#### [Work request]
Answer from the article on mood disorders in older people:
1. What is the title of the book Dr. Grant Mullen wrote?
2. On what program did he appear twice a week throughout May?
3. What share of church families does he say are affected by mood disorders?

___ Passage shown ___

My uncle passed away last week. He was in his "golden years." Although the funeral ceremony was jubilant--with laughter, assurances of life after death and song--the years leading up to his death were emotionally and physically difficult. He suffered with cancer. He was on dialysis. He could no longer do many of the activities he previously enjoyed.
My uncle--despite his ability to crack a joke or appreciate his loved ones and the nature surrounding him--recently told his son-in-law, "I'm not living in the golden years. You are."
Each person's experiences with aging affect him or her to different degrees. Bodies wither; cognitive abilities decline; loneliness sets in; aches and pains are felt; friends and relatives die.
It is no wonder that these difficult issues facing the elderly can trigger a mood disorder.
I interviewed Dr. Grant Mullen, Christian, family physician and author of Emotionally Free, a Christian book about living a transformed life. I was interested in his views concerning mood disorders--depression, anxiety and mood swings--in the elderly.
"Yes, they do have additional issues you have mentioned, but the symptoms, diagnosis and treatment are the same as for others suffering from a mood disorder."
Dr. Mullen says Christians--at any age--suffer from mood disorders in unique ways because there is a spiritual element involved, and, in addition, many of them are reluctant to accept medical treatment. He says the church has a responsibility to deal with this tremendous problem affecting so many. Twice a week, throughout May, he appeared on 100 Huntley Street, speaking about mental, emotional and spiritual health.
"The elderly will benefit from a regular Christian support group for mood disorders, Dr. Mullen says, "just like anyone else." There is no need for seniors to have a separate support group. He emphatically agrees that the Living Room(livingroomsupport.org) is an excellent resource for churches. The website provides free resources for initiating a group in your local area.
In addition to Living Room, he suggests his curriculum involving DVDs (available through drgrantmullen.com). He says "DVDs are very effective for people with mood disorders because the nature of the disease causes them to become easily confused during regular devotions. Watching a DVD and then talking about it afterward is much easier for them."
"The need in churches for dealing with mood disorders is staggering," Dr. Mullen explains. "The burden of suffering is so high. Ten to fifteen percent of church families are affected, and eighty percent of all cases go undiagnosed and untreated. Very few Christians are talking about this because there is a stigma associated with mental illness."
He continues, "Christians get tripped up because they think they are dealing with a spiritual issue, when in fact, it is a mental health issue that is causing the problems. bEcause they think it is a spiritual issue, they try to go to Bible studies and prayer groups to find the answers there. They soon discover they can't concentrate or participate appropriately, so these places are of little help. Support groups specifically designed for mood disorders are very comforting because one realizes that other Christians are struggling with the same issues."
Dr. Mullen believes that "Individuals are made up of the body, soul and spirit." He goes on to explain that the "body" can be affected by a chemical imbalance, often necessitating medication. The "soul" is the personality, involving current life experiences and wounds of the past, and its healing will often require counselling. The "spirit" can come under attack by Satan, for which spiritual support through participation in a program like Living Room, pastoral counselling and prayer can be effective.
"We need to address the body, soul and spirit of those suffering with mood disorders because they are all intertwined. If we deal with only one or two of these aspects of a person, there will be some recovery, but not to his or her full potential."
Seniors may feel as if they are not in their "golden years," but they certainly deserve all the necessary and effective mental, emotional and spiritual support possible, so that their remaining time on this earth can be lived to the fullest.
Glenda Dekkema is a freelance writer living in Stouffville, Ont.

___ Entries shown ___

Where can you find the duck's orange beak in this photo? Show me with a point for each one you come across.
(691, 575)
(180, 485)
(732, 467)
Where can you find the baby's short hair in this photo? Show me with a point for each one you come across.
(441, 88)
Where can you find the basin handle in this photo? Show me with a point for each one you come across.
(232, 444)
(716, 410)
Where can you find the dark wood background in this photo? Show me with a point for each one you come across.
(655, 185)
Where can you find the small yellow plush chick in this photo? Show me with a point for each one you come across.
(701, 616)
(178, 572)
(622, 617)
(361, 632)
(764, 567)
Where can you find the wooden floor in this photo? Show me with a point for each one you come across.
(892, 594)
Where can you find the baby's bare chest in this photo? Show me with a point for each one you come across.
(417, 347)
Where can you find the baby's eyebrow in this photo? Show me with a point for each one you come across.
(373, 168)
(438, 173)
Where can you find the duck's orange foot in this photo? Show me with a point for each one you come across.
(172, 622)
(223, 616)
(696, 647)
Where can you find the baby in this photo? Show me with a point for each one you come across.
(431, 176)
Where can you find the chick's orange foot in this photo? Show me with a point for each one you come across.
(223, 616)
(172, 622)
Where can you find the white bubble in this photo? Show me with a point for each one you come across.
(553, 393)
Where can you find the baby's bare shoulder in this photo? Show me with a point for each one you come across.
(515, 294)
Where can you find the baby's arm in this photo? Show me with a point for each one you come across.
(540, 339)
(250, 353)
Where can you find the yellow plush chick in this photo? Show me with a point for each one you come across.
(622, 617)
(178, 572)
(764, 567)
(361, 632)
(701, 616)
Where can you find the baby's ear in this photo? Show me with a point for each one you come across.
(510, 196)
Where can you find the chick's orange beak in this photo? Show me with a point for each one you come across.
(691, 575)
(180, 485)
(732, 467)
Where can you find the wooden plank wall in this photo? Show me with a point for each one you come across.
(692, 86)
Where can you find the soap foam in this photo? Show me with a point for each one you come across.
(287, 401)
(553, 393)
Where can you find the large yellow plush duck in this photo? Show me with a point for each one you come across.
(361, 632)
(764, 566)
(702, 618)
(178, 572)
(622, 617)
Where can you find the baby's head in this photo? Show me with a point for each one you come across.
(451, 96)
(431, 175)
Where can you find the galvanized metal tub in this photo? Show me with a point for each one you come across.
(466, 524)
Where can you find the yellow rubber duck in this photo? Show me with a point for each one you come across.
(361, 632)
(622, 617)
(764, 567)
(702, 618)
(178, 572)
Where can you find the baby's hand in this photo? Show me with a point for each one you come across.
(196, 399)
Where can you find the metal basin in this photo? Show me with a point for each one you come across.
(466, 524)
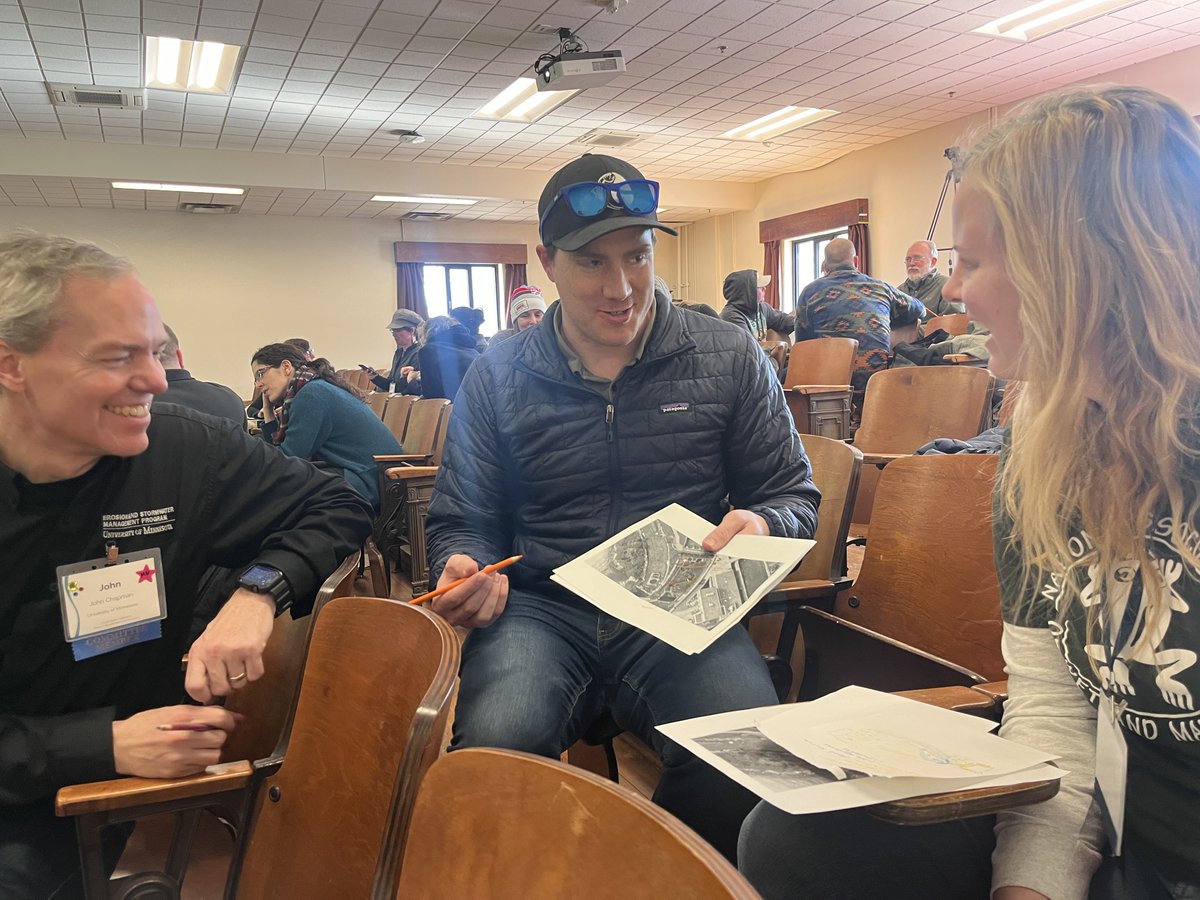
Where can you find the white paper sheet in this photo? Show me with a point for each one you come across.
(655, 576)
(735, 744)
(888, 736)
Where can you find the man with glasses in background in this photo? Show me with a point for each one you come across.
(924, 282)
(618, 405)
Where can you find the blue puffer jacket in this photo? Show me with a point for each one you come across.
(538, 463)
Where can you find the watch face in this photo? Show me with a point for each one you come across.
(263, 577)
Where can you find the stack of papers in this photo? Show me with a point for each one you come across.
(655, 576)
(857, 748)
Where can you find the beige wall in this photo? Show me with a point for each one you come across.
(231, 283)
(901, 179)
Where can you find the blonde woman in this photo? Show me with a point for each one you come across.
(1077, 229)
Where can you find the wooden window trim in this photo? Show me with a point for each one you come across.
(814, 221)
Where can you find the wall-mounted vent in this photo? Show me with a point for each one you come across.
(209, 209)
(96, 96)
(600, 137)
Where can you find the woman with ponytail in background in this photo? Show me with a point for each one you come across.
(313, 413)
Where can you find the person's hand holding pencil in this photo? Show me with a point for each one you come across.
(468, 595)
(171, 742)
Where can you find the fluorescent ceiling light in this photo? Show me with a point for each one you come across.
(431, 201)
(522, 102)
(778, 123)
(197, 66)
(1047, 17)
(181, 189)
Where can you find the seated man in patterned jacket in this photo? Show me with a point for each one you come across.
(844, 303)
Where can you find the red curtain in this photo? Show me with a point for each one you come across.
(411, 288)
(515, 275)
(771, 265)
(862, 241)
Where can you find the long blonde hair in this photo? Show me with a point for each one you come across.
(1097, 202)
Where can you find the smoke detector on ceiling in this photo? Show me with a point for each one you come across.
(407, 136)
(605, 137)
(209, 209)
(96, 96)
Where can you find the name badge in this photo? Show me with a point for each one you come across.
(1111, 767)
(108, 605)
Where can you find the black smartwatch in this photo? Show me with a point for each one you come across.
(268, 580)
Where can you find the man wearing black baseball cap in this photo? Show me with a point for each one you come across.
(615, 407)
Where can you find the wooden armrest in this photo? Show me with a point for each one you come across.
(401, 459)
(953, 805)
(996, 690)
(130, 792)
(407, 473)
(819, 388)
(958, 697)
(841, 653)
(881, 460)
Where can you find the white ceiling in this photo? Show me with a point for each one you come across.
(328, 81)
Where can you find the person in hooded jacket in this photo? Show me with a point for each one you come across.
(447, 352)
(745, 306)
(472, 319)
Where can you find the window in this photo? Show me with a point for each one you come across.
(807, 256)
(448, 286)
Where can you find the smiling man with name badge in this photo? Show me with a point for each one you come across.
(109, 515)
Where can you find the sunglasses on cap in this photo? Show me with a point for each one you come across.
(589, 199)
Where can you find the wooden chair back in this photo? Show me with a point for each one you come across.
(421, 435)
(928, 576)
(822, 360)
(378, 402)
(495, 825)
(268, 703)
(396, 413)
(954, 324)
(369, 724)
(909, 407)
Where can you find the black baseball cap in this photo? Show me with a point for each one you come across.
(565, 231)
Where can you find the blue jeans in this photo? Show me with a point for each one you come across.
(552, 663)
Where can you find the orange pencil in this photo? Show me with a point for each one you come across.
(453, 585)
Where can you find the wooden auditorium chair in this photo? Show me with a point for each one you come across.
(396, 412)
(329, 813)
(496, 825)
(817, 385)
(821, 574)
(924, 610)
(406, 484)
(909, 407)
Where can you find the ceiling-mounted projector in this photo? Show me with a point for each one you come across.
(579, 71)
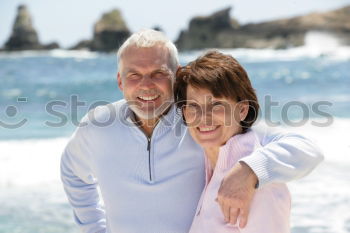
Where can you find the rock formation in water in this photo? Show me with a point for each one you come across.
(24, 36)
(220, 31)
(109, 33)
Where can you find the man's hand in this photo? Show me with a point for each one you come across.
(236, 193)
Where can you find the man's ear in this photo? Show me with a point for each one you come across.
(120, 83)
(244, 109)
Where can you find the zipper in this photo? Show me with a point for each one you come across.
(149, 157)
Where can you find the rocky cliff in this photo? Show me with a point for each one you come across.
(24, 36)
(109, 33)
(220, 31)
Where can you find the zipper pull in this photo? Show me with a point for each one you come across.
(149, 144)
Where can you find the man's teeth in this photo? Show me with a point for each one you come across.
(205, 129)
(149, 97)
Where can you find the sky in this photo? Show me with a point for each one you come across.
(69, 21)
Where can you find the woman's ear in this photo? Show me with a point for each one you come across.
(120, 83)
(243, 109)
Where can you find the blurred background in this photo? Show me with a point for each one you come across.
(58, 60)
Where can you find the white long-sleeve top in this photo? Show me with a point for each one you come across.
(153, 185)
(270, 207)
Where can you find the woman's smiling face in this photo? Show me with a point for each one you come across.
(211, 120)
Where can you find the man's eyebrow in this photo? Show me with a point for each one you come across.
(129, 70)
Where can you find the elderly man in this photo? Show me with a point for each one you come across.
(149, 170)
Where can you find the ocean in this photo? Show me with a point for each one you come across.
(44, 94)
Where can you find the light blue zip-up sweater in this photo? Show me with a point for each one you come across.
(152, 185)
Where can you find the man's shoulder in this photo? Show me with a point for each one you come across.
(105, 115)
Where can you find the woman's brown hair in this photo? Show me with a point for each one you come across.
(223, 76)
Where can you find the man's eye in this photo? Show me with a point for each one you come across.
(134, 76)
(159, 74)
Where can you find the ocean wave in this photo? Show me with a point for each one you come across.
(57, 53)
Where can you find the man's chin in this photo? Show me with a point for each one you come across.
(148, 114)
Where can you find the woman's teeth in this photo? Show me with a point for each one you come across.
(148, 98)
(206, 129)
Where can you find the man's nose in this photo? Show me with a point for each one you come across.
(146, 81)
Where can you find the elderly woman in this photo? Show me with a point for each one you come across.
(219, 105)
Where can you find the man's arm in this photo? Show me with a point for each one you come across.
(80, 185)
(283, 157)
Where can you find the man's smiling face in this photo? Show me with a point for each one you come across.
(146, 79)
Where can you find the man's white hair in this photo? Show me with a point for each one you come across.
(148, 38)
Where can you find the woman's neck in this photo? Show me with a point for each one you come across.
(212, 154)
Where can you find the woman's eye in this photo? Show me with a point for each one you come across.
(134, 76)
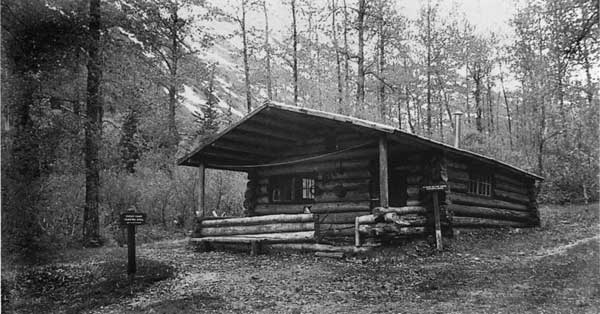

___

#### [Answer box]
1. Emotionally Free
2. 100 Huntley Street
3. Ten to fifteen percent